- Work order: Rewrite the passage on detecting icequakes from "How Fiber Optics" up to and including "and technically impractical.", substituting "ice field" for every "glacier".

- Excerpt to read:
+---+

While they do not cause widespread destruction like earthquakes, their concentrated surface effects can be significant enough to jar people awake and, in rare instances, lead to minor property damage, writes Carrier Management. Examples of their effects include cracked foundations or fractured drainage pipes, though they are rarely reported due to their localized nature and low energy release.
How Fiber Optics Detects Icequakes
At the Seismological Society of America’s Annual Meeting this past April, researchers reported that fiber optic cables installed on a Swiss glacier successfully recorded the seismic activity caused by the opening of ice crevasses. The results highlight the potential of this technology for tracking icequakes in challenging environments where traditional instruments are difficult to deploy.
Crevasse formation plays a critical role in glacier dynamics. These fractures not only compromise the structural stability of the ice but also provide channels for meltwater to reach the glacier bed, ultimately accelerating both ice movement and melting. However, installing conventional seismic sensors in heavily fractured glacier zones is often unsafe and technically impractical.

+---+

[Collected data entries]
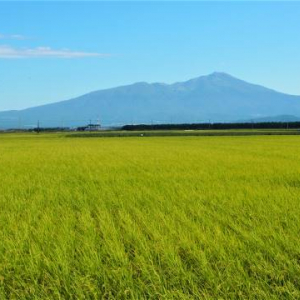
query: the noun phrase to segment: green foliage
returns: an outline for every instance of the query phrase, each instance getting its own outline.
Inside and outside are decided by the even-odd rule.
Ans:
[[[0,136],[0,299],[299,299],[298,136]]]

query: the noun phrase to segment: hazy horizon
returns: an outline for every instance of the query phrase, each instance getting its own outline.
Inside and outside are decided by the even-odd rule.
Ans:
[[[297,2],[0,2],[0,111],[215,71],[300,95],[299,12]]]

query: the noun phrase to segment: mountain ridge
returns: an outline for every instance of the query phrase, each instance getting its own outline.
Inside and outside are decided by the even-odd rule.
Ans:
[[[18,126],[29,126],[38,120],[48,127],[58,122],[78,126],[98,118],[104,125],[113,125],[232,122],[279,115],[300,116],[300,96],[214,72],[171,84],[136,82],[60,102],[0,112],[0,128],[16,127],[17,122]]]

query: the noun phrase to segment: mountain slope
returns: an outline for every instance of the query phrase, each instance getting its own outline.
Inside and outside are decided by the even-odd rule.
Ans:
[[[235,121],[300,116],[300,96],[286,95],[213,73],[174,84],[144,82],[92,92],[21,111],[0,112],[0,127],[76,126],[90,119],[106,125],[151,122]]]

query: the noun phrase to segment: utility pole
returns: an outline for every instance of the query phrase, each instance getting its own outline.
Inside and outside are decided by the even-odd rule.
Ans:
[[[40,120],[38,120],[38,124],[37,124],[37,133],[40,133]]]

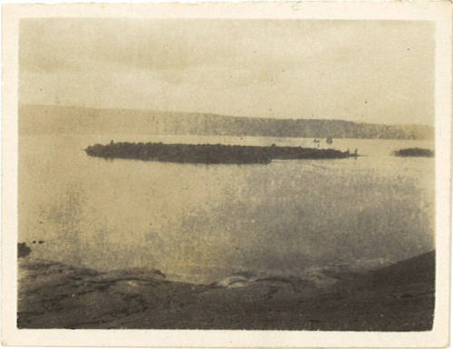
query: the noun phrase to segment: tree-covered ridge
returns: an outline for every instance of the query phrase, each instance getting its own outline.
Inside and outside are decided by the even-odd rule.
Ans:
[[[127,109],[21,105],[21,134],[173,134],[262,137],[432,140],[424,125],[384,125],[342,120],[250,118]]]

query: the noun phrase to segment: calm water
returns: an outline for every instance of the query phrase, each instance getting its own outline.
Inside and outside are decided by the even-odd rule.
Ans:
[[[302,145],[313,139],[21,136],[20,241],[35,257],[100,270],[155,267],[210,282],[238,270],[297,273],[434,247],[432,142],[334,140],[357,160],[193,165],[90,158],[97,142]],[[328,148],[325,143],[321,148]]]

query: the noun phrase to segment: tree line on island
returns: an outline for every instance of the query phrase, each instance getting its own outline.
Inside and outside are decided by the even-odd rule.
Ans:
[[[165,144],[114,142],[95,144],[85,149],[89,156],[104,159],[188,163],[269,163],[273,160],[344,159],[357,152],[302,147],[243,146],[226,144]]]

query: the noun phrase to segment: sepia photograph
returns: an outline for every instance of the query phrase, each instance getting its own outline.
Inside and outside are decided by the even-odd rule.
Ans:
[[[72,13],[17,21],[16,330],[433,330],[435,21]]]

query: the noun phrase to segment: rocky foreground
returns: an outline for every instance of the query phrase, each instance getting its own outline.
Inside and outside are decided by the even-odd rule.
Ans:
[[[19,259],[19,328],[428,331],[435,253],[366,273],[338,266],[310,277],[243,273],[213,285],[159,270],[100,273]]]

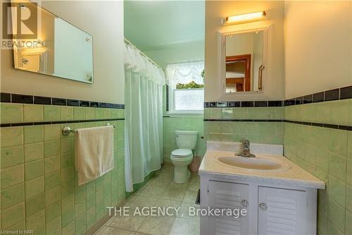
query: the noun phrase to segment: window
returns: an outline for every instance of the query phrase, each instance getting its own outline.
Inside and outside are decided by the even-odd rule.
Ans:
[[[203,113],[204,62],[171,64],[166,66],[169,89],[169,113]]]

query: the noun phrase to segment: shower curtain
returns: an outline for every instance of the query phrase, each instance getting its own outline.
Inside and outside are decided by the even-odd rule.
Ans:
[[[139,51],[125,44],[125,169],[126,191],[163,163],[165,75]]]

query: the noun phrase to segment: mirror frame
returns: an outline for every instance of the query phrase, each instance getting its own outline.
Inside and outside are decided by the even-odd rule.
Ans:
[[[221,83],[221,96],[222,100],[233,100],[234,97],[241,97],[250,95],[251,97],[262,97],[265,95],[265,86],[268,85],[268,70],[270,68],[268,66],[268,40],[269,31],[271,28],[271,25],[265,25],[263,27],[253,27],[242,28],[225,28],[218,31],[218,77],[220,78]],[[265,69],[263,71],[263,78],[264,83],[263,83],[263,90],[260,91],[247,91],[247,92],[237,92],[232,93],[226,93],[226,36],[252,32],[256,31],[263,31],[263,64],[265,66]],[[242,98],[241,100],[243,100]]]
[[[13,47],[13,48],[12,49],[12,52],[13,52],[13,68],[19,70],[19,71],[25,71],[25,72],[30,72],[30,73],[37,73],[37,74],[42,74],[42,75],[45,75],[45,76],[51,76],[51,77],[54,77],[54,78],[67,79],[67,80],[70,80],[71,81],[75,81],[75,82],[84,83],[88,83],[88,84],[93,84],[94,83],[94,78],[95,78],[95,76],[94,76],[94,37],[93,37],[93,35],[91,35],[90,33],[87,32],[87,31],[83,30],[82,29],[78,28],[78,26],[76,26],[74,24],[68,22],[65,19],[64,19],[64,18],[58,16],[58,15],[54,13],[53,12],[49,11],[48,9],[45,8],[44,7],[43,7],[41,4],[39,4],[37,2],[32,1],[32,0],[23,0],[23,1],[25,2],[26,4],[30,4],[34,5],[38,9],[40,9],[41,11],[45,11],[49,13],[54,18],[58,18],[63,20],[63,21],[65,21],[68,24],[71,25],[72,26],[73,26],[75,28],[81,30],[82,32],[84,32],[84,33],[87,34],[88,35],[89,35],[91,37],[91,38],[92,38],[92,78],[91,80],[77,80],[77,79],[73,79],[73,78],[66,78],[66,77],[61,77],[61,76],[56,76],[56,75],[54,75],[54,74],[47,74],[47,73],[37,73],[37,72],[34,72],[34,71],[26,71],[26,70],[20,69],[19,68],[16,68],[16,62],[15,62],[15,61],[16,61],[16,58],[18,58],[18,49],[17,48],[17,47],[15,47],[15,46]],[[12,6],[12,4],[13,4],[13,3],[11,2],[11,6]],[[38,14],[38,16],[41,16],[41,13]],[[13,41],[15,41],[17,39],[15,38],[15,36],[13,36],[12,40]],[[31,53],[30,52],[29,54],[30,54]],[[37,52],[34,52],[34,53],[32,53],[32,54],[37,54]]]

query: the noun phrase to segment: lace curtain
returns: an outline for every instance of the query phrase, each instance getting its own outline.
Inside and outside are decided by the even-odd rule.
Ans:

+---+

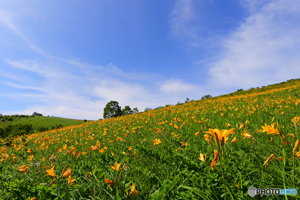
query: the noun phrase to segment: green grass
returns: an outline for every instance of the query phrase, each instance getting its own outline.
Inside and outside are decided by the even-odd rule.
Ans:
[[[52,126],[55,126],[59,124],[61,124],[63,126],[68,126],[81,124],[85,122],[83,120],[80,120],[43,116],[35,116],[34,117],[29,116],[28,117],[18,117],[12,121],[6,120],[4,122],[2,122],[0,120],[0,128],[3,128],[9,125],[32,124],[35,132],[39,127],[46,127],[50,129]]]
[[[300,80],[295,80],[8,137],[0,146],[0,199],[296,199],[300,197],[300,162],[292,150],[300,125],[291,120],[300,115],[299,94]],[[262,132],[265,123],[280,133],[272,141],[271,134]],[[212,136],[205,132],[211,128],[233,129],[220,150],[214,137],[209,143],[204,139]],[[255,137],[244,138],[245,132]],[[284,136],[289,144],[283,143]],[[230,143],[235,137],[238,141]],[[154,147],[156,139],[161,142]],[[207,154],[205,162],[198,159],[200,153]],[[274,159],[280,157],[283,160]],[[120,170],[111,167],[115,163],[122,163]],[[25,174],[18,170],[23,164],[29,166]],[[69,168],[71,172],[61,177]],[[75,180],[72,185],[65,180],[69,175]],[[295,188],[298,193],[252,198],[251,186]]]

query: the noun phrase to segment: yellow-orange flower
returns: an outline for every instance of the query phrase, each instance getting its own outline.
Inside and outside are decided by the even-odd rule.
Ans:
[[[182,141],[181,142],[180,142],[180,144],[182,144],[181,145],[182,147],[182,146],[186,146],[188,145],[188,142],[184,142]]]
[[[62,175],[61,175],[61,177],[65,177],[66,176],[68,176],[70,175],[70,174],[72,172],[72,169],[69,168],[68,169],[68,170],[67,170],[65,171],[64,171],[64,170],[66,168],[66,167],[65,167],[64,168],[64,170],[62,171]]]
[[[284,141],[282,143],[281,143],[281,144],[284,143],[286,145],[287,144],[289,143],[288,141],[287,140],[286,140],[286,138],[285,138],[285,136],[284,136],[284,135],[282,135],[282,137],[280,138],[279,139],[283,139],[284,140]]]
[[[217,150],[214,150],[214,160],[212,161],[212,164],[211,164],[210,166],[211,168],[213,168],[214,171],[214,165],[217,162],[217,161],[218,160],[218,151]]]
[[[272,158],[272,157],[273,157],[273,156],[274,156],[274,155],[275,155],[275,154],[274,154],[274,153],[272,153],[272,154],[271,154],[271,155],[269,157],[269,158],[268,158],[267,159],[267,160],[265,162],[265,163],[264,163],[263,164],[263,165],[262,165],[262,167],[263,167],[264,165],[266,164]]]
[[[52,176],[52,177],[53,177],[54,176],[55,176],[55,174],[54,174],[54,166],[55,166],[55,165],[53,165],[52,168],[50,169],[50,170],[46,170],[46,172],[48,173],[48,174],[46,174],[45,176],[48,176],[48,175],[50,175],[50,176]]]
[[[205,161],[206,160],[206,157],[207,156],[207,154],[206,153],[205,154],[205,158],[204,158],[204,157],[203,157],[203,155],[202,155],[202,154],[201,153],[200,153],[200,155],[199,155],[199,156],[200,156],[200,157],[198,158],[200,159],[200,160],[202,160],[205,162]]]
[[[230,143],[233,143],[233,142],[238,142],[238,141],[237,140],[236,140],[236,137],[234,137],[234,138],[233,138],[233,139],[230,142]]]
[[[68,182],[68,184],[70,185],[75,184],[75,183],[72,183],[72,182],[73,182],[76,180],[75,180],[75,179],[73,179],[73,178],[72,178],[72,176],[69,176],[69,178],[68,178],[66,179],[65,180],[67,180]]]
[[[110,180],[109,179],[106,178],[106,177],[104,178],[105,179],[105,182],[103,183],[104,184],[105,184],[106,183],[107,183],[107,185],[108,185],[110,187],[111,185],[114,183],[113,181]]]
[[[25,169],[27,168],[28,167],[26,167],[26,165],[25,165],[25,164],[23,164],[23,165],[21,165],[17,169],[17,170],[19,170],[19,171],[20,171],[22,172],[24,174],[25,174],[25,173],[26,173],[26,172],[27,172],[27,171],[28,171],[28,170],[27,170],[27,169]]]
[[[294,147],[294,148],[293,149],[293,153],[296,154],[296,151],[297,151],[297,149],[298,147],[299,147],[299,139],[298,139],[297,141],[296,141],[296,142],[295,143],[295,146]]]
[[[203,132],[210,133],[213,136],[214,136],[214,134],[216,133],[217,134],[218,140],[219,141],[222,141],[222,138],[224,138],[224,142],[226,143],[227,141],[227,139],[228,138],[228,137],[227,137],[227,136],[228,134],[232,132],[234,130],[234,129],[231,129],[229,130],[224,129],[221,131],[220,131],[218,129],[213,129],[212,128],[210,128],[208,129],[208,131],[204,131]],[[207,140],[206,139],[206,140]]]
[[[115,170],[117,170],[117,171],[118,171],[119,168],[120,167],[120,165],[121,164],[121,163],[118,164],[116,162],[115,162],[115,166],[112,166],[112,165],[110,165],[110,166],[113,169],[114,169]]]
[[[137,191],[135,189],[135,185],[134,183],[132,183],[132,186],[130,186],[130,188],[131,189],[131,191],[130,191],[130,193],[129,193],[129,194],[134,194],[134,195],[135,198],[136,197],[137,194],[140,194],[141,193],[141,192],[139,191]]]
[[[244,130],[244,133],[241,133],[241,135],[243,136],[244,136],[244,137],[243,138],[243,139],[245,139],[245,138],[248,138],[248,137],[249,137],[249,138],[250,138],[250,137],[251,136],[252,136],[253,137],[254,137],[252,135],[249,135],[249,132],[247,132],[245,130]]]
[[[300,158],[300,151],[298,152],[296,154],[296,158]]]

+---+

- Exercise output:
How Fiber Optics Detects Icequakes
At the Seismological Society of America’s Annual Meeting this past April, researchers reported that fiber optic cables installed on a Swiss ice field successfully recorded the seismic activity caused by the opening of ice crevasses. The results highlight the potential of this technology for tracking icequakes in challenging environments where traditional instruments are difficult to deploy.
Crevasse formation plays a critical role in ice field dynamics. These fractures not only compromise the structural stability of the ice but also provide channels for meltwater to reach the ice field bed, ultimately accelerating both ice movement and melting. However, installing conventional seismic sensors in heavily fractured ice field zones is often unsafe and technically impractical.